*Aufgabenstellung*:
Tausche in allen folgenden Datensätzen „Put a dot“ gegen „Place a mark“ aus und gib die Zeilen sonst unverändert wieder.

-------- Eingabe --------

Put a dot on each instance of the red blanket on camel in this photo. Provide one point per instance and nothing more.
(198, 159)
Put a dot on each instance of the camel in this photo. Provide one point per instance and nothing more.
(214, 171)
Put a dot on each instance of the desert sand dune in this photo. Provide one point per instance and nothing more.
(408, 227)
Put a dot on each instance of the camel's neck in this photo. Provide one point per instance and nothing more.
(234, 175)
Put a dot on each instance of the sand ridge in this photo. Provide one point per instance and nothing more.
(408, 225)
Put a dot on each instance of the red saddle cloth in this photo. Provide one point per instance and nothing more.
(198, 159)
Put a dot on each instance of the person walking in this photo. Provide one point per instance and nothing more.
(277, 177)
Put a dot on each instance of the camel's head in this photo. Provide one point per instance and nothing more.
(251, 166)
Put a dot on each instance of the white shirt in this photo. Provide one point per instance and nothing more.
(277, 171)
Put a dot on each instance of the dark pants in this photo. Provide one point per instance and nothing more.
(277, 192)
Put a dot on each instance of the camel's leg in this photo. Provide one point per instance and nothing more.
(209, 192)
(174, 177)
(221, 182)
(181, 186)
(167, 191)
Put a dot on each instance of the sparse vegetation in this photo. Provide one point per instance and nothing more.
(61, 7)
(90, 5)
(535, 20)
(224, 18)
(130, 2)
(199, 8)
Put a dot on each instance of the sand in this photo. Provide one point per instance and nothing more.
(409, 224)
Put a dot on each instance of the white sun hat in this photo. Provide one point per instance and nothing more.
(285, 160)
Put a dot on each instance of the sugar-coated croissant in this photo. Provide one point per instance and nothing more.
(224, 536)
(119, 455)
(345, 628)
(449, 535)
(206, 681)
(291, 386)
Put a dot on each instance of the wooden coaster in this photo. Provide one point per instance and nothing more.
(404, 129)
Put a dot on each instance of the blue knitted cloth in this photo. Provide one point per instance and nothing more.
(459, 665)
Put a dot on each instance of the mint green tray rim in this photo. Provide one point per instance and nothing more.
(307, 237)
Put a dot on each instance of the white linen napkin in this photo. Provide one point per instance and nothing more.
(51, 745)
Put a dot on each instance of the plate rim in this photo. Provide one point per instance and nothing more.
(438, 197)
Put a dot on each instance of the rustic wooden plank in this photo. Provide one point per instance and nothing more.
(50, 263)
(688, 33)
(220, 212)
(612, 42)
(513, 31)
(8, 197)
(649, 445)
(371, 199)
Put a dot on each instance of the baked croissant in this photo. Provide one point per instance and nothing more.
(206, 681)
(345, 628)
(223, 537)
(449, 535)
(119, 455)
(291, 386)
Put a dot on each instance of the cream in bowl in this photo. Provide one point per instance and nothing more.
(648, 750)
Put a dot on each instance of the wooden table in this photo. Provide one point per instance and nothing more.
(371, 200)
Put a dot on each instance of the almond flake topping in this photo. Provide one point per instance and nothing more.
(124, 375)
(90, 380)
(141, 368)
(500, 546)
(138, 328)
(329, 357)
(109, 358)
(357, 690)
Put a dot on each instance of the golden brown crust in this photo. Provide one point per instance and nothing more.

--------

*Korrekte Ausgabe*:
Place a mark on each instance of the red blanket on camel in this photo. Provide one point per instance and nothing more.
(198, 159)
Place a mark on each instance of the camel in this photo. Provide one point per instance and nothing more.
(214, 171)
Place a mark on each instance of the desert sand dune in this photo. Provide one point per instance and nothing more.
(408, 227)
Place a mark on each instance of the camel's neck in this photo. Provide one point per instance and nothing more.
(234, 175)
Place a mark on each instance of the sand ridge in this photo. Provide one point per instance and nothing more.
(408, 225)
Place a mark on each instance of the red saddle cloth in this photo. Provide one point per instance and nothing more.
(198, 159)
Place a mark on each instance of the person walking in this photo. Provide one point per instance and nothing more.
(277, 177)
Place a mark on each instance of the camel's head in this photo. Provide one point per instance and nothing more.
(251, 166)
Place a mark on each instance of the white shirt in this photo. Provide one point per instance and nothing more.
(277, 171)
Place a mark on each instance of the dark pants in this photo. Provide one point per instance and nothing more.
(277, 192)
Place a mark on each instance of the camel's leg in this photo. Provide one point per instance and nothing more.
(209, 192)
(174, 177)
(221, 182)
(181, 186)
(167, 191)
Place a mark on each instance of the sparse vegetation in this photo. Provide one point per instance and nothing more.
(61, 7)
(90, 5)
(535, 20)
(224, 18)
(130, 2)
(199, 8)
Place a mark on each instance of the sand in this photo. Provide one point per instance and nothing more.
(409, 224)
Place a mark on each instance of the white sun hat in this photo. Provide one point per instance and nothing more.
(285, 160)
Place a mark on each instance of the sugar-coated croissant in this photo. Provide one point per instance and nothing more.
(224, 536)
(119, 455)
(345, 628)
(449, 535)
(206, 681)
(291, 386)
Place a mark on each instance of the wooden coaster in this photo. Provide one point per instance and nothing more.
(404, 129)
Place a mark on each instance of the blue knitted cloth in this photo. Provide one point per instance and nothing more.
(459, 665)
Place a mark on each instance of the mint green tray rim in this photo. Provide one point per instance and nothing more.
(307, 237)
Place a mark on each instance of the white linen napkin in this photo. Provide one point per instance and nothing more.
(51, 745)
Place a mark on each instance of the plate rim in this photo. Provide one point per instance and nothing more.
(438, 197)
Place a mark on each instance of the rustic wooden plank in this photo. Provide one point per instance and nothing more.
(50, 263)
(688, 33)
(220, 212)
(612, 42)
(513, 31)
(8, 197)
(649, 445)
(371, 199)
Place a mark on each instance of the baked croissant in this photo. Provide one point per instance and nothing more.
(206, 681)
(345, 628)
(223, 537)
(449, 535)
(119, 455)
(291, 386)
Place a mark on each instance of the cream in bowl in this photo. Provide one point per instance and nothing more.
(648, 750)
Place a mark on each instance of the wooden table in this photo. Provide one point per instance and nothing more.
(371, 200)
Place a mark on each instance of the almond flake topping in this photo. Provide one point per instance and nothing more.
(124, 375)
(90, 380)
(141, 368)
(500, 546)
(138, 328)
(329, 357)
(109, 358)
(357, 690)
Place a mark on each instance of the golden brown crust in this photo. Provide one point per instance and nothing more.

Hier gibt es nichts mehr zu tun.